DESCRIPTION OF THE TASK: In the rows below, change "potted plant" to "houseplant" and leave everything else unchanged.
** BEGIN THE INPUT **
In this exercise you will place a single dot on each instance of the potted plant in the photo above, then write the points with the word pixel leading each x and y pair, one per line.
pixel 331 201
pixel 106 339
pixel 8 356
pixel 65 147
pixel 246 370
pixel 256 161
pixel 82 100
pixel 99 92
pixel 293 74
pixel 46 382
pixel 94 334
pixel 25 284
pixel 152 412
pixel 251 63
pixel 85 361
** END THE INPUT **
TASK OUTPUT:
In this exercise you will place a single dot on each instance of the houseplant in the photo above, then write the points with the word pixel leading each x and y pair, one per line.
pixel 331 201
pixel 106 339
pixel 8 356
pixel 65 147
pixel 246 370
pixel 256 161
pixel 82 100
pixel 99 92
pixel 293 74
pixel 46 382
pixel 94 334
pixel 25 284
pixel 152 412
pixel 251 63
pixel 85 361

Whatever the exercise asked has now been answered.